▸ **PROVIDED INFORMATION**:
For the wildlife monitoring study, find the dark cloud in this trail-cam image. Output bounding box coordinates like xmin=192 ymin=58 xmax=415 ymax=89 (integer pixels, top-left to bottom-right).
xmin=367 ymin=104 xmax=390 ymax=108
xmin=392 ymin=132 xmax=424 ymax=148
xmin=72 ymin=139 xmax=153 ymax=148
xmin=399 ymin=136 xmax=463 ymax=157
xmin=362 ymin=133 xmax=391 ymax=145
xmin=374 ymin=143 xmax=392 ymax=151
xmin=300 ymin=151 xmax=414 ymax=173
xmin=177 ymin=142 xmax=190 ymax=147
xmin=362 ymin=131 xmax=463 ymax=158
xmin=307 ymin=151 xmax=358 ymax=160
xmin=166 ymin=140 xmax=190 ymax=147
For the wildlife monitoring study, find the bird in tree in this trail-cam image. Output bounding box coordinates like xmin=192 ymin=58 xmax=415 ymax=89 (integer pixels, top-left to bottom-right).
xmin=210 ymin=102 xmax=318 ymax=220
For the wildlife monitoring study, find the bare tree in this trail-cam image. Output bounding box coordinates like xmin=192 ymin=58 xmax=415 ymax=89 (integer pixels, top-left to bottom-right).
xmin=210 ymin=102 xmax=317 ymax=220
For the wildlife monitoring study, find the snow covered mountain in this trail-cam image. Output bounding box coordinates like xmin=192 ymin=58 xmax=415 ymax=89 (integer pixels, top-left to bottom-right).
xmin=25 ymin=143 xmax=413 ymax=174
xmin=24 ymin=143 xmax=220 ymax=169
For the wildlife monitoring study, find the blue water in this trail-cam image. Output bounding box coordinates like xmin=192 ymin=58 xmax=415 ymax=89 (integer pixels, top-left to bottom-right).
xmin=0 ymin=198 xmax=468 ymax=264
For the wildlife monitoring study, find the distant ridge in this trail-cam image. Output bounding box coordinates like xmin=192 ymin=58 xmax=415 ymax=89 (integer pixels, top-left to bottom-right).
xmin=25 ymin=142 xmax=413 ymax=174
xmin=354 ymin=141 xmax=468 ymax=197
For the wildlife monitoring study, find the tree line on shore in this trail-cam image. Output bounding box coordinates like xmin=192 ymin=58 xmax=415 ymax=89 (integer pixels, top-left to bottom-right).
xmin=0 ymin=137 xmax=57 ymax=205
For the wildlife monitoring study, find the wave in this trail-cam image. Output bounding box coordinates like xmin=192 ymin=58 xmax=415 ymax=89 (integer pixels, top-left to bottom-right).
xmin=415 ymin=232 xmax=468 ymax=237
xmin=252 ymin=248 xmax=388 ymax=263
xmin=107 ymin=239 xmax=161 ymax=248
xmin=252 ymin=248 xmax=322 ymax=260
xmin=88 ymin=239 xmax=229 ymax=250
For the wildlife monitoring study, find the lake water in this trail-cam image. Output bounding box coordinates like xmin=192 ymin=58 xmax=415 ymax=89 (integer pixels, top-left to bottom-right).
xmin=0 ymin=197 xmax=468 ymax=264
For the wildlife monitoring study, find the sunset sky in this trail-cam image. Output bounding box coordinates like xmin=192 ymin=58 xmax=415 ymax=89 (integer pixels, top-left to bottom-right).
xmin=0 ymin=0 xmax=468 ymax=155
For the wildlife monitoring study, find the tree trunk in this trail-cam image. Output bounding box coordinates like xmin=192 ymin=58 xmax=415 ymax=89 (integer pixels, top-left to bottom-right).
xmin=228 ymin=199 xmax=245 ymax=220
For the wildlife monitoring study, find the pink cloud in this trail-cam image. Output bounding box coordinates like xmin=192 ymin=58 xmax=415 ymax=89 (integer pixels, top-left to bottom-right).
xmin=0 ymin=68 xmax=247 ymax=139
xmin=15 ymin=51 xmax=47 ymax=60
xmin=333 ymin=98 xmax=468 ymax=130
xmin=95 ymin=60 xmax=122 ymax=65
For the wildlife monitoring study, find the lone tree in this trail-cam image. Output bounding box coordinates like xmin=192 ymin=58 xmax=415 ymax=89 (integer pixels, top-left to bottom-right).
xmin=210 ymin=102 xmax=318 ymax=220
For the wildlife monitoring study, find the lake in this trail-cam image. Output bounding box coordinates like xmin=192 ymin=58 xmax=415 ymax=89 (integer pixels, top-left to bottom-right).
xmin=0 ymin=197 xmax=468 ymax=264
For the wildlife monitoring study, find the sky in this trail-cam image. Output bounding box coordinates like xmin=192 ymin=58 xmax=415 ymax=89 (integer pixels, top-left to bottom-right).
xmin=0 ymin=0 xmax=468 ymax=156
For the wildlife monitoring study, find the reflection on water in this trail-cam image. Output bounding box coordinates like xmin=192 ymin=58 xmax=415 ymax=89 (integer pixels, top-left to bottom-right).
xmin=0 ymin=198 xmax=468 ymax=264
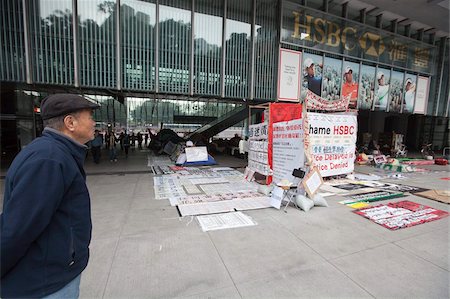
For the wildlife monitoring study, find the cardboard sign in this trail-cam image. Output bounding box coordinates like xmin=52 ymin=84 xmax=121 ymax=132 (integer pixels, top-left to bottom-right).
xmin=303 ymin=167 xmax=323 ymax=197
xmin=184 ymin=146 xmax=208 ymax=162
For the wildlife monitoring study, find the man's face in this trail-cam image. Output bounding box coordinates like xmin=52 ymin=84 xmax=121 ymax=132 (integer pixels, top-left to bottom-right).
xmin=345 ymin=71 xmax=353 ymax=83
xmin=306 ymin=64 xmax=314 ymax=76
xmin=73 ymin=109 xmax=95 ymax=144
xmin=405 ymin=82 xmax=411 ymax=91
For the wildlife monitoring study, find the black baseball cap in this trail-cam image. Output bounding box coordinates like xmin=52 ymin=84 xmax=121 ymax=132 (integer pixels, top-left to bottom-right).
xmin=41 ymin=93 xmax=100 ymax=119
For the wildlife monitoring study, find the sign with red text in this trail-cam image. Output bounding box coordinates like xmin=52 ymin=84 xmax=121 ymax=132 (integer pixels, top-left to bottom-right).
xmin=305 ymin=112 xmax=358 ymax=177
xmin=272 ymin=119 xmax=305 ymax=183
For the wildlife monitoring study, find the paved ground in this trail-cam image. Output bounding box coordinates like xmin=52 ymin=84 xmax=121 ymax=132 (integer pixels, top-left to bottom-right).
xmin=0 ymin=151 xmax=450 ymax=298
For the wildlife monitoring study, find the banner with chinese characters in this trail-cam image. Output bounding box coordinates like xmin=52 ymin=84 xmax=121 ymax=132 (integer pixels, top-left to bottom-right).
xmin=267 ymin=103 xmax=302 ymax=184
xmin=306 ymin=90 xmax=350 ymax=111
xmin=305 ymin=112 xmax=358 ymax=177
xmin=414 ymin=76 xmax=430 ymax=114
xmin=281 ymin=1 xmax=436 ymax=73
xmin=278 ymin=49 xmax=302 ymax=102
xmin=272 ymin=119 xmax=305 ymax=183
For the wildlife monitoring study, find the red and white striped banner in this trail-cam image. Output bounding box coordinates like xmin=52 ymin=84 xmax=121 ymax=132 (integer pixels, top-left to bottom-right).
xmin=305 ymin=89 xmax=350 ymax=111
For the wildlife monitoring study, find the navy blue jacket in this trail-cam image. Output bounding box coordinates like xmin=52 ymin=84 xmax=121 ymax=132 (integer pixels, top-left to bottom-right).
xmin=0 ymin=128 xmax=92 ymax=298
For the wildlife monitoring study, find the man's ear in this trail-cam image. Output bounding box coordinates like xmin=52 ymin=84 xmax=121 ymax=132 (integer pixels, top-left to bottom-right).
xmin=64 ymin=114 xmax=76 ymax=132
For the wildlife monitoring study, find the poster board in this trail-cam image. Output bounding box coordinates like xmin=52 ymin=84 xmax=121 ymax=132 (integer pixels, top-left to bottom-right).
xmin=414 ymin=76 xmax=430 ymax=114
xmin=278 ymin=49 xmax=302 ymax=102
xmin=304 ymin=112 xmax=358 ymax=177
xmin=302 ymin=167 xmax=323 ymax=198
xmin=272 ymin=119 xmax=305 ymax=183
xmin=184 ymin=146 xmax=208 ymax=162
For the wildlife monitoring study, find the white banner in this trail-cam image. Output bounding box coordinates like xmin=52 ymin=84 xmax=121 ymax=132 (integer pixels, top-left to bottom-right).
xmin=414 ymin=76 xmax=429 ymax=114
xmin=307 ymin=112 xmax=358 ymax=177
xmin=278 ymin=49 xmax=302 ymax=101
xmin=248 ymin=122 xmax=269 ymax=140
xmin=184 ymin=146 xmax=208 ymax=162
xmin=272 ymin=119 xmax=305 ymax=183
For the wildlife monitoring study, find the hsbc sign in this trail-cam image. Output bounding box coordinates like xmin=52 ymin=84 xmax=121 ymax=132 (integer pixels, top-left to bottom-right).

▸ **TASK BRIEF**:
Copy out the records above word for word, from the line with "For the wildlife monitoring study, find the sunset" up to and including the line with "xmin=95 ymin=60 xmax=122 ymax=65".

▸ **FINISHED TASK**:
For the wildlife monitoring study, find the sunset sky in this trail-cam image. Output bounding box coordinates like xmin=192 ymin=58 xmax=415 ymax=89 (integer pixels, top-left to bottom-right).
xmin=0 ymin=0 xmax=468 ymax=155
For the wildlife monitoring study, find the tree trunk in this trail-cam image. Output bounding box coordinates like xmin=192 ymin=58 xmax=415 ymax=89 (integer pixels, top-left to bottom-right).
xmin=228 ymin=199 xmax=245 ymax=220
For the wildlife monitoring study, find the pink cloud in this trail-cam image. Output bounding box coordinates like xmin=192 ymin=58 xmax=415 ymax=89 (integer pixels, top-left to bottom-right).
xmin=0 ymin=68 xmax=247 ymax=139
xmin=15 ymin=51 xmax=47 ymax=60
xmin=333 ymin=98 xmax=468 ymax=130
xmin=95 ymin=60 xmax=122 ymax=65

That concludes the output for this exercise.